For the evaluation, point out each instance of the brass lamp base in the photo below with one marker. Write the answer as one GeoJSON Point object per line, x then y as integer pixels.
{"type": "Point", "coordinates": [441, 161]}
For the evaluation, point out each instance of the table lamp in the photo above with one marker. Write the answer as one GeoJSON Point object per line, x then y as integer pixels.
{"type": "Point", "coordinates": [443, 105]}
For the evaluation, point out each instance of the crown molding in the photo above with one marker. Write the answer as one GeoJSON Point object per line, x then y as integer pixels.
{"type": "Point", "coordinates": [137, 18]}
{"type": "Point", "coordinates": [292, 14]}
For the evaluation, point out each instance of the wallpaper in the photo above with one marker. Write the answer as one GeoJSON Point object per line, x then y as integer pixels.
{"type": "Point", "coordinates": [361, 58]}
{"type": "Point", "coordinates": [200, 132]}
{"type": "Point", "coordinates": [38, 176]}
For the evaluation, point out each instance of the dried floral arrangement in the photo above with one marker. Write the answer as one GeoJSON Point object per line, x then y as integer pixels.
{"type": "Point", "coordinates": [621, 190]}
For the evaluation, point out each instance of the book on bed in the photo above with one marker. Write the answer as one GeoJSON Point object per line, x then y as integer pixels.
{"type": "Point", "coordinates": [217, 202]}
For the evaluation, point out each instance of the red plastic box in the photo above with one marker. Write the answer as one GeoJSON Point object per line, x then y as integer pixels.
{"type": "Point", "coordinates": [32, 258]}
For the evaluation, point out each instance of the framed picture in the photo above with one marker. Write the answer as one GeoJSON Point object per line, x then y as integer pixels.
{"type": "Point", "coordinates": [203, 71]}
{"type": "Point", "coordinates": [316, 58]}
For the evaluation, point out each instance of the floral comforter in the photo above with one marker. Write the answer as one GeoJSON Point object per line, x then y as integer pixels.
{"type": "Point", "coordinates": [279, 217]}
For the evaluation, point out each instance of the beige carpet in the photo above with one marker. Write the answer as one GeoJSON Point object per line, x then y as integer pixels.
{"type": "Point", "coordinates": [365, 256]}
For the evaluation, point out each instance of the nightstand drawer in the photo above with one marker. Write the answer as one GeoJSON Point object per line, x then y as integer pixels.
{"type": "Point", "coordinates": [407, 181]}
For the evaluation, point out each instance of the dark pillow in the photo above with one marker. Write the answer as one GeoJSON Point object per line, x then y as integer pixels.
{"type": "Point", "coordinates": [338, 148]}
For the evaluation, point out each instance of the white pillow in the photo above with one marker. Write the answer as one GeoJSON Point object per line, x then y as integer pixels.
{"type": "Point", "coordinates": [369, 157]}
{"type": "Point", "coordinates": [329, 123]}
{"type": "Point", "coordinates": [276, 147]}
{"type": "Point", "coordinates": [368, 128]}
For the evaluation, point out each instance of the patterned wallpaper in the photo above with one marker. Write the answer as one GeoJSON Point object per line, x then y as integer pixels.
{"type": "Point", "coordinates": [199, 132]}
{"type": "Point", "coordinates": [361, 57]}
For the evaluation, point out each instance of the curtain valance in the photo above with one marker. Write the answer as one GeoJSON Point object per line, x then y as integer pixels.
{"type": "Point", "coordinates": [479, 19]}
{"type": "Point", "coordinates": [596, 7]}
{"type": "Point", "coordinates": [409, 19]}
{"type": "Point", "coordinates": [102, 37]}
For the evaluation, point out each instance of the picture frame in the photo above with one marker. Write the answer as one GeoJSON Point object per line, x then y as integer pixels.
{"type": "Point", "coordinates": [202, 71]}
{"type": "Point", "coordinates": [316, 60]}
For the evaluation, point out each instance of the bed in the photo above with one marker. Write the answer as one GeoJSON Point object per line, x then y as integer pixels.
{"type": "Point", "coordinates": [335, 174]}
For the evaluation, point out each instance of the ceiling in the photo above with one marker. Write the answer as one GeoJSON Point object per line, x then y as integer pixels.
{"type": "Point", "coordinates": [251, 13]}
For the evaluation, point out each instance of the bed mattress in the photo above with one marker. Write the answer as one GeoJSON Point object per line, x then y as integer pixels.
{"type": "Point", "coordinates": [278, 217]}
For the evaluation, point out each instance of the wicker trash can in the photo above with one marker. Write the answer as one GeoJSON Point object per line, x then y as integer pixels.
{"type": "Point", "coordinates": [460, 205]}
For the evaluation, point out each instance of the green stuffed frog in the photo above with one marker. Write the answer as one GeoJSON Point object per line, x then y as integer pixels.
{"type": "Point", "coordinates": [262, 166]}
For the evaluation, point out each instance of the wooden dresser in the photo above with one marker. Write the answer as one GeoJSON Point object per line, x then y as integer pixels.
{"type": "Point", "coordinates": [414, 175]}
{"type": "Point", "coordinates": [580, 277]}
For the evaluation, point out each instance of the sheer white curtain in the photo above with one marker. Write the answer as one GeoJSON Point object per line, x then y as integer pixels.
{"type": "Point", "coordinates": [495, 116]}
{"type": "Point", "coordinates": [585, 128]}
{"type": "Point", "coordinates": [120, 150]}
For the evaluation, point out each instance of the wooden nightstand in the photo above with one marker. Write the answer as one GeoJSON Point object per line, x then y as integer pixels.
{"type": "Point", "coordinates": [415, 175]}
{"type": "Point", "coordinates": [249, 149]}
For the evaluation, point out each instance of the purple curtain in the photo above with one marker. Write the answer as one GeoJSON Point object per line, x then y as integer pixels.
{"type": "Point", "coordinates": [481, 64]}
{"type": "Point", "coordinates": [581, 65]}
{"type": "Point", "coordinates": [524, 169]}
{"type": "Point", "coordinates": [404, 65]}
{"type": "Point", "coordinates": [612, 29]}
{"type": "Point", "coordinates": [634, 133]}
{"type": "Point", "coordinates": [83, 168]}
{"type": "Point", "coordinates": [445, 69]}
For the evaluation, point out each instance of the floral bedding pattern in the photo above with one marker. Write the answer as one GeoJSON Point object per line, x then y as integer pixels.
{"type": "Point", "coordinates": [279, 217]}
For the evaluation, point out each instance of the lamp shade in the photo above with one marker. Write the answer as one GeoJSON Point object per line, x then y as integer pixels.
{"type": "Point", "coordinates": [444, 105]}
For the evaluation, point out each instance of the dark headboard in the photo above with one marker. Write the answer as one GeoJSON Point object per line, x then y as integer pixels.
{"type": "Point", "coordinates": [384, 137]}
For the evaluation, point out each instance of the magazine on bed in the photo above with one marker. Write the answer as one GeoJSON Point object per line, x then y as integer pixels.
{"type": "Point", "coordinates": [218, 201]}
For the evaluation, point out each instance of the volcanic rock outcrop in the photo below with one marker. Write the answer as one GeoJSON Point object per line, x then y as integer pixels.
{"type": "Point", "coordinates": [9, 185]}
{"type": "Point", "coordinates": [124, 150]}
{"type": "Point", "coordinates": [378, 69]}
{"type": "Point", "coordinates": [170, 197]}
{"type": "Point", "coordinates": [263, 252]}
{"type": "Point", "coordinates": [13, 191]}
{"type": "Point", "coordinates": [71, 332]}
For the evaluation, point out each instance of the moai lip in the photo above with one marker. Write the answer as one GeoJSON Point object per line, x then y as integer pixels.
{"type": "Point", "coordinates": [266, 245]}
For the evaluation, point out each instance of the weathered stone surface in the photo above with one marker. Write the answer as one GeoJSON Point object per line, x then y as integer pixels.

> _Exercise aim_: Each line of the material should be duplicated exactly, please.

> _Solution to this task_:
For the evaluation, point out each instance of the brass lamp base in the photo below with one marker. Write the answer as one GeoJSON Point object per line, x then y as integer pixels.
{"type": "Point", "coordinates": [441, 161]}
For the evaluation, point out each instance of the table lamp in the photo above with one marker. Write the answer as one GeoJSON Point object per line, x then y as integer pixels.
{"type": "Point", "coordinates": [443, 105]}
For the evaluation, point out each instance of the crown molding in the photo above with one marker. Write the answer as one GeoJSON Point object per line, x then y as integer pixels.
{"type": "Point", "coordinates": [137, 18]}
{"type": "Point", "coordinates": [292, 14]}
For the evaluation, point out each instance of the wallpaper in the photo above with one marker. Write the answer as one GeoJSON Point object per line, x then y as integer pixels.
{"type": "Point", "coordinates": [361, 58]}
{"type": "Point", "coordinates": [200, 132]}
{"type": "Point", "coordinates": [38, 176]}
For the evaluation, point out each instance of the dried floral arrangement in the photo above with one marker. Write the answer as one GeoJSON Point object per line, x then y as integer pixels.
{"type": "Point", "coordinates": [621, 190]}
For the evaluation, point out each instance of the book on bed in the photo above with one marker. Write the answer as one GeoJSON Point object per line, x then y as integer pixels.
{"type": "Point", "coordinates": [217, 202]}
For the evaluation, point out each instance of the red plastic box in the photo above with one marker. Write the answer as one GeoJSON Point object per line, x then y as integer pixels.
{"type": "Point", "coordinates": [32, 258]}
For the evaluation, point out each instance of the framed picture in the photo above with one marker. Write the answer as one GeoJSON Point object per line, x then y as integer pixels.
{"type": "Point", "coordinates": [203, 71]}
{"type": "Point", "coordinates": [316, 58]}
For the evaluation, point out each instance of the floral comforter in the photo above with one marker. Write the answer as one GeoJSON Point object per line, x then y as integer pixels.
{"type": "Point", "coordinates": [279, 217]}
For the evaluation, point out each instance of the beige carpet in the photo above with one marker. Write the answer as one GeoJSON Point object per line, x then y as integer pixels.
{"type": "Point", "coordinates": [365, 256]}
For the evaluation, point out each instance of the nightstand drawer in the photo above with one marker. Write the answer as one GeoJSON Point object per line, x then y as integer pixels.
{"type": "Point", "coordinates": [407, 181]}
For the evaluation, point out each instance of the dark pillow in the photo above with one marker. Write the answer as one GeoJSON Point object per line, x then y as integer pixels.
{"type": "Point", "coordinates": [338, 148]}
For the evaluation, point out each instance of the white pillow in the photo above with one marker. Write the answer as one GeoJSON Point object per line, x then y as integer pixels.
{"type": "Point", "coordinates": [369, 157]}
{"type": "Point", "coordinates": [329, 123]}
{"type": "Point", "coordinates": [276, 147]}
{"type": "Point", "coordinates": [368, 128]}
For the evaluation, point out each instance of the patterned wallpaper in the photo above with one marker. Write the answer as one GeoJSON Point object per line, x then y as integer pixels.
{"type": "Point", "coordinates": [199, 132]}
{"type": "Point", "coordinates": [361, 57]}
For the evaluation, point out each instance of the curtain valance in the photo above with one marker. Write the answer as one GeoJSON Point object per line, x then y as integer pixels.
{"type": "Point", "coordinates": [479, 19]}
{"type": "Point", "coordinates": [596, 7]}
{"type": "Point", "coordinates": [409, 19]}
{"type": "Point", "coordinates": [102, 37]}
For the evaluation, point out each instance of the picture frame in the photo above with one marker. Write the answer as one GeoJSON Point object per line, x then y as integer pixels.
{"type": "Point", "coordinates": [202, 71]}
{"type": "Point", "coordinates": [316, 60]}
For the evaluation, point out each instance of the bed in the photo above with one marker. Write the answer as one GeoJSON Point object per line, x then y as integer pixels.
{"type": "Point", "coordinates": [335, 174]}
For the evaluation, point out each instance of the ceiling in the photo above with one marker. Write the answer as one GeoJSON Point object per line, x then y as integer pixels.
{"type": "Point", "coordinates": [251, 13]}
For the evaluation, point out each instance of the bed mattress in the photo above with one marker. Write the answer as one GeoJSON Point object per line, x then y as integer pixels.
{"type": "Point", "coordinates": [278, 217]}
For the evaluation, point out each instance of the wicker trash can in the photo above with one marker. Write the answer as one GeoJSON Point object per line, x then y as integer pixels.
{"type": "Point", "coordinates": [460, 205]}
For the evaluation, point out each instance of the green stuffed frog in the photo above with one marker. Write the answer as one GeoJSON Point object per line, x then y as integer pixels.
{"type": "Point", "coordinates": [262, 166]}
For the evaluation, point out each instance of the wooden dresser in the photo above with one marker. Write the answer as one GeoJSON Point object per line, x then y as integer pixels.
{"type": "Point", "coordinates": [414, 175]}
{"type": "Point", "coordinates": [580, 277]}
For the evaluation, point out each instance of the sheer white curtain in the photo above with one marker. Write the answer as one GeoJSON Point object per line, x then y as integer pixels.
{"type": "Point", "coordinates": [495, 116]}
{"type": "Point", "coordinates": [585, 128]}
{"type": "Point", "coordinates": [120, 150]}
For the evaluation, point out each instance of the wooden nightstand in the photo above with one marker. Write the answer as one GeoJSON Point object per line, x then y as integer pixels.
{"type": "Point", "coordinates": [415, 175]}
{"type": "Point", "coordinates": [249, 149]}
For the evaluation, point out each instance of the purple curtain in the photo above with one marker. Write the answer as one GeoJSON Point object per line, x then y as integer pixels.
{"type": "Point", "coordinates": [481, 64]}
{"type": "Point", "coordinates": [581, 65]}
{"type": "Point", "coordinates": [524, 169]}
{"type": "Point", "coordinates": [404, 65]}
{"type": "Point", "coordinates": [612, 29]}
{"type": "Point", "coordinates": [634, 133]}
{"type": "Point", "coordinates": [83, 168]}
{"type": "Point", "coordinates": [445, 69]}
For the evaluation, point out each instance of the floral bedding pattern in the photo above with one marker. Write the answer as one GeoJSON Point object per line, x then y as integer pixels.
{"type": "Point", "coordinates": [279, 217]}
For the evaluation, point out each instance of the lamp shade in the photo above with one marker. Write the answer as one GeoJSON Point object per line, x then y as integer pixels.
{"type": "Point", "coordinates": [444, 105]}
For the evaluation, point out each instance of the dark headboard in the photo above with one marker. Write the answer as one GeoJSON Point object per line, x then y as integer pixels.
{"type": "Point", "coordinates": [384, 137]}
For the evaluation, point out each instance of the magazine on bed in the photo above with one marker. Write the answer as one GeoJSON Point object per line, x then y as integer pixels.
{"type": "Point", "coordinates": [218, 201]}
For the evaluation, point out each instance of the volcanic rock outcrop in the photo below with one marker. Write the answer as one GeoJSON Point object per line, x then y as integer pixels.
{"type": "Point", "coordinates": [9, 185]}
{"type": "Point", "coordinates": [124, 150]}
{"type": "Point", "coordinates": [378, 69]}
{"type": "Point", "coordinates": [170, 197]}
{"type": "Point", "coordinates": [263, 252]}
{"type": "Point", "coordinates": [13, 191]}
{"type": "Point", "coordinates": [71, 332]}
For the evaluation, point out each instance of the moai lip in the photo above with one marker. Write the answer as one GeoJSON Point object per line, x then y as integer pixels.
{"type": "Point", "coordinates": [266, 245]}
For the evaluation, point out each instance of the weathered stone surface in the photo above with one marker. Write the answer as one GeoJSON Point object per line, x then y as integer pixels.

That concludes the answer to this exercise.